TEXT ->
**********
Australian Galleries

Australian Galleries to Discover at Aotearoa Art Fair 2026

Aotearoa Art Fair 2026 welcomes an exceptional lineup of galleries, and our biggest ever cohort of galleries from across Australia! From major contemporary galleries to emerging spaces, these exhibitors present artists working across painting, sculpture, photography, installation and works on paper.

Here are the Australian galleries to explore at this year’s Fair.

Alcaston Gallery (Melbourne)
**********
Items from a data source:
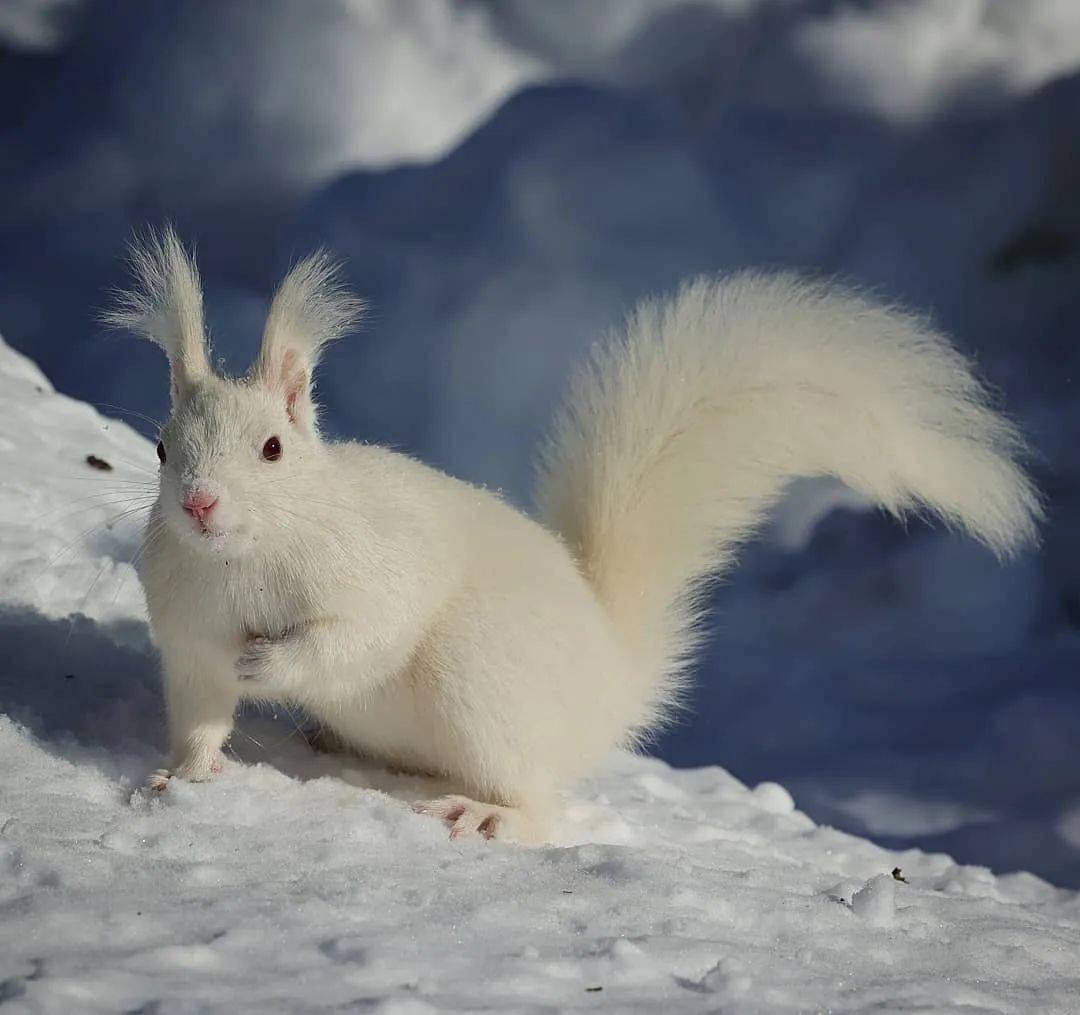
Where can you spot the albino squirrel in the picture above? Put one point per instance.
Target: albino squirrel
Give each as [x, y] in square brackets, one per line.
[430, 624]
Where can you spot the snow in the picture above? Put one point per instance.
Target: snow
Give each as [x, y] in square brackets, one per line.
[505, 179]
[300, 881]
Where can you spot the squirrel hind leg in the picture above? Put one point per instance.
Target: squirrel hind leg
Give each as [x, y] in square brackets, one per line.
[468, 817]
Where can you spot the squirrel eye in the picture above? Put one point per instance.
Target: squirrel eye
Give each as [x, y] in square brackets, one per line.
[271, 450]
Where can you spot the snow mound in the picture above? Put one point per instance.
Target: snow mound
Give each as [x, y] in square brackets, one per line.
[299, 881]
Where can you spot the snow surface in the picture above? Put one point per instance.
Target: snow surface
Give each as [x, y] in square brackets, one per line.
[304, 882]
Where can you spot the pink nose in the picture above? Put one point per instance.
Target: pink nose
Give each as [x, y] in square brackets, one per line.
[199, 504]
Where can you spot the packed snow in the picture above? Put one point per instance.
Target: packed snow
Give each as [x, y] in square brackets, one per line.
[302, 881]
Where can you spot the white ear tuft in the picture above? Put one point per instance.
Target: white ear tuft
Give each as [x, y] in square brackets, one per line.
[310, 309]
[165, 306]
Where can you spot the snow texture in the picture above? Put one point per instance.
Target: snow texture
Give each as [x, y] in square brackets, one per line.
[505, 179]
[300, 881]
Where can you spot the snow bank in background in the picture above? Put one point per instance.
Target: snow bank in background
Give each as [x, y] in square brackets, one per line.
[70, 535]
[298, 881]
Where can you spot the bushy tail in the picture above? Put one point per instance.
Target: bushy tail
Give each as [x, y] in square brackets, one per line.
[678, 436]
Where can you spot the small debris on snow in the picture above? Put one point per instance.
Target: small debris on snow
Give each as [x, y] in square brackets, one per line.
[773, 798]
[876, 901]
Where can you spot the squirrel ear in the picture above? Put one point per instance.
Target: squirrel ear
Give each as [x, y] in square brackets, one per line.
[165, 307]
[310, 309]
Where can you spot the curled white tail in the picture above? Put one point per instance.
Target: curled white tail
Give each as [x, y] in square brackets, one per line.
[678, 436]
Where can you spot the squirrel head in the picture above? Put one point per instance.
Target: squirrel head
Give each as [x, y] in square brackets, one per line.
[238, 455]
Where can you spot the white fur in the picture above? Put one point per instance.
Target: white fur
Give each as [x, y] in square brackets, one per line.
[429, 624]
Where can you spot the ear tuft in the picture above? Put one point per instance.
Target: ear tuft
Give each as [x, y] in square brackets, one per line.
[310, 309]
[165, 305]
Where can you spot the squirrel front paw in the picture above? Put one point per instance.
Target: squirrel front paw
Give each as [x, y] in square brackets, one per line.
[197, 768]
**********
WHAT TO WORK ON ->
- A) Print the stretch of the text on Australian galleries from "Australian Galleries to Discover" through "Alcaston Gallery (Melbourne)".
- B) Report every line of the records that contains the string "texture", matching case exactly.

RESPONSES PER TASK ->
- A)
Australian Galleries to Discover at Aotearoa Art Fair 2026

Aotearoa Art Fair 2026 welcomes an exceptional lineup of galleries, and our biggest ever cohort of galleries from across Australia! From major contemporary galleries to emerging spaces, these exhibitors present artists working across painting, sculpture, photography, installation and works on paper.

Here are the Australian galleries to explore at this year’s Fair.

Alcaston Gallery (Melbourne)

- B)
Where can you spot the snow texture in the picture above? Put one point per instance.
Target: snow texture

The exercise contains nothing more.